[Image location labeling entries]

- - -

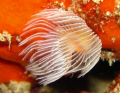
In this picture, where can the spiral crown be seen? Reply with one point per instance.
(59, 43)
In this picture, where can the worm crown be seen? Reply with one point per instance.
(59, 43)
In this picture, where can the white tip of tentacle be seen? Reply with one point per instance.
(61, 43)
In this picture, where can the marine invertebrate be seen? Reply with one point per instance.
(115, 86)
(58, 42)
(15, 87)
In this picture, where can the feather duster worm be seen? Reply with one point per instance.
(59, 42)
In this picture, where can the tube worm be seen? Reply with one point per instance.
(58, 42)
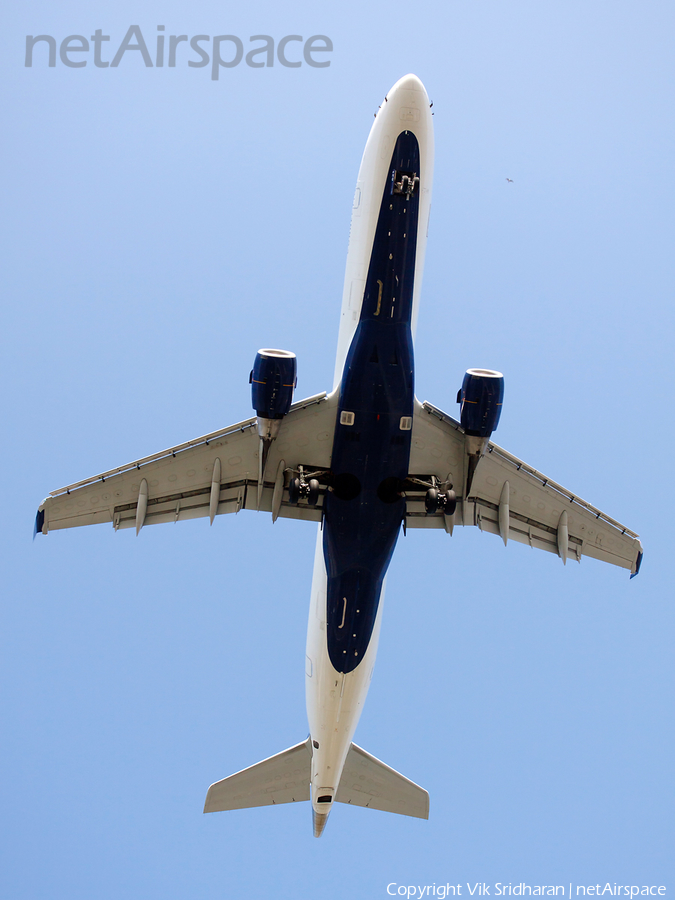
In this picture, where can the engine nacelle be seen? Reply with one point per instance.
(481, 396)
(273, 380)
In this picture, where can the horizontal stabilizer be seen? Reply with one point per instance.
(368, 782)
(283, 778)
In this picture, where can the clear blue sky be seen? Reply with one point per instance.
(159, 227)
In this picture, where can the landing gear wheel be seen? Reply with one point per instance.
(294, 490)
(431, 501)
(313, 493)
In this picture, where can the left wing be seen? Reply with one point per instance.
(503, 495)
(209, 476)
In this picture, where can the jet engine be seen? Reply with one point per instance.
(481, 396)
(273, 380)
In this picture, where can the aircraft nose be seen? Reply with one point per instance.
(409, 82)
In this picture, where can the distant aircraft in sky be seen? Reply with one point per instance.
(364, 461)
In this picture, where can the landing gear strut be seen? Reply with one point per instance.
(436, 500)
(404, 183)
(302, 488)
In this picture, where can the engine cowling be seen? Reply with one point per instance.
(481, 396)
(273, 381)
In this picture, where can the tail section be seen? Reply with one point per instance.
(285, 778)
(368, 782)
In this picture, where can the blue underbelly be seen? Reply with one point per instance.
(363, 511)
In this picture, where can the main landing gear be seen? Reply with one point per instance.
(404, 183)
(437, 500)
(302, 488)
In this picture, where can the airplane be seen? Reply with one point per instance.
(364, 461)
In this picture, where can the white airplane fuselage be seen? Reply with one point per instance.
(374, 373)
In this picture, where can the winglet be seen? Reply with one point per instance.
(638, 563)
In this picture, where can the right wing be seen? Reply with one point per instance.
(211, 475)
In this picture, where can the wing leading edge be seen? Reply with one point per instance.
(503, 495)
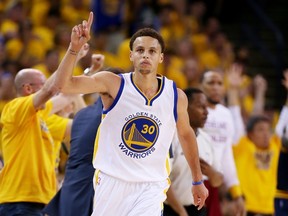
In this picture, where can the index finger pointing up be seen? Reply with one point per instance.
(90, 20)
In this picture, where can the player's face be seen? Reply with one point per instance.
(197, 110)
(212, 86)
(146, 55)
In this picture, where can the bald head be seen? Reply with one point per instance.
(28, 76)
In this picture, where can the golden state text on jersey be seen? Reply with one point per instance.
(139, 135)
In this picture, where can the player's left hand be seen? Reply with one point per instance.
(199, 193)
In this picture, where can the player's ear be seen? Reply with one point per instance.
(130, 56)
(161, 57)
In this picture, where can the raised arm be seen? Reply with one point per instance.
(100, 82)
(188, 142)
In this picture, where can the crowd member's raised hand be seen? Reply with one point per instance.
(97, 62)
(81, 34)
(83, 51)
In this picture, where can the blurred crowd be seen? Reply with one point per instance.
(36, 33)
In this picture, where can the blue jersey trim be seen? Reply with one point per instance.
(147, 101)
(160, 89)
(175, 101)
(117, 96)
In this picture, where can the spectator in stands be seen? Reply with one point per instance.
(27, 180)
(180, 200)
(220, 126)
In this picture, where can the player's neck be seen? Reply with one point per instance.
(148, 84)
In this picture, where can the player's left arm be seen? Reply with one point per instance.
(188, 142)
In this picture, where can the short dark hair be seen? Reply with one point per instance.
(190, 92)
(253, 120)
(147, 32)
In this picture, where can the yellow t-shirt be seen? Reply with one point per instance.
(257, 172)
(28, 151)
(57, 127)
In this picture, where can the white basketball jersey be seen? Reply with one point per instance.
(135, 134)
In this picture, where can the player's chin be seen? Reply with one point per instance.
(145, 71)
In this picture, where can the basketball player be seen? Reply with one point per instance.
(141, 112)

- - -

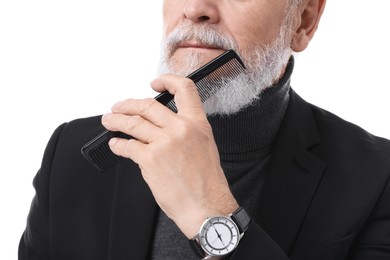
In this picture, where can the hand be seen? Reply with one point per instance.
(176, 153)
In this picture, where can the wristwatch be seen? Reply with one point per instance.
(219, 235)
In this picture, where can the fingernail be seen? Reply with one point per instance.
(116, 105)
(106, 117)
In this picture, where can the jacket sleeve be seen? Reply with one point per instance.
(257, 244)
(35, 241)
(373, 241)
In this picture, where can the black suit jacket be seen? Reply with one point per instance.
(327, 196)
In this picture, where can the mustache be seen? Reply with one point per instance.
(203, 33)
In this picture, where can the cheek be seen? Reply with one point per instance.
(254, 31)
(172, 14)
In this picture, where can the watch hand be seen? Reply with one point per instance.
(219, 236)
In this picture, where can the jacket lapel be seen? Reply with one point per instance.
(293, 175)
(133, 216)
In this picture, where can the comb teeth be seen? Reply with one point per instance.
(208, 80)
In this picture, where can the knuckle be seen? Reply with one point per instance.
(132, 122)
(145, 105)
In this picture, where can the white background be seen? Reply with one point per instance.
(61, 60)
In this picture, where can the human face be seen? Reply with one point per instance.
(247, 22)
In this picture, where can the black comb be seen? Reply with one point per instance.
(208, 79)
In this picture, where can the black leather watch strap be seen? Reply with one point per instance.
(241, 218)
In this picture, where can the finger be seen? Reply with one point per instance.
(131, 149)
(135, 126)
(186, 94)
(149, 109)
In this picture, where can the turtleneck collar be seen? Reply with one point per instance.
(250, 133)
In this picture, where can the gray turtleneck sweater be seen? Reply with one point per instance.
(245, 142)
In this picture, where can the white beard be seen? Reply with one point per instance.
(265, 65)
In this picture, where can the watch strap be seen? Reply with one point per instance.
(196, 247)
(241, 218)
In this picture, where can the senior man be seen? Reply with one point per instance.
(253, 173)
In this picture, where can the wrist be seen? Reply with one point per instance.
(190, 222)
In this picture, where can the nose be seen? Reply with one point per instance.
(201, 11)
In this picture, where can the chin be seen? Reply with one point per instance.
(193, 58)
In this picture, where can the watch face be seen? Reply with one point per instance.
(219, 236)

- - -

TASK PROMPT: Report every line of the listing above that contains the string "basketball", copying each such line in full. The match is case-sensitive.

CORRECT OUTPUT:
In this picture, where can the white basketball jersey be seen? Reply with one point per instance.
In this picture, where can the basketball player be seen? Reply with one point per instance.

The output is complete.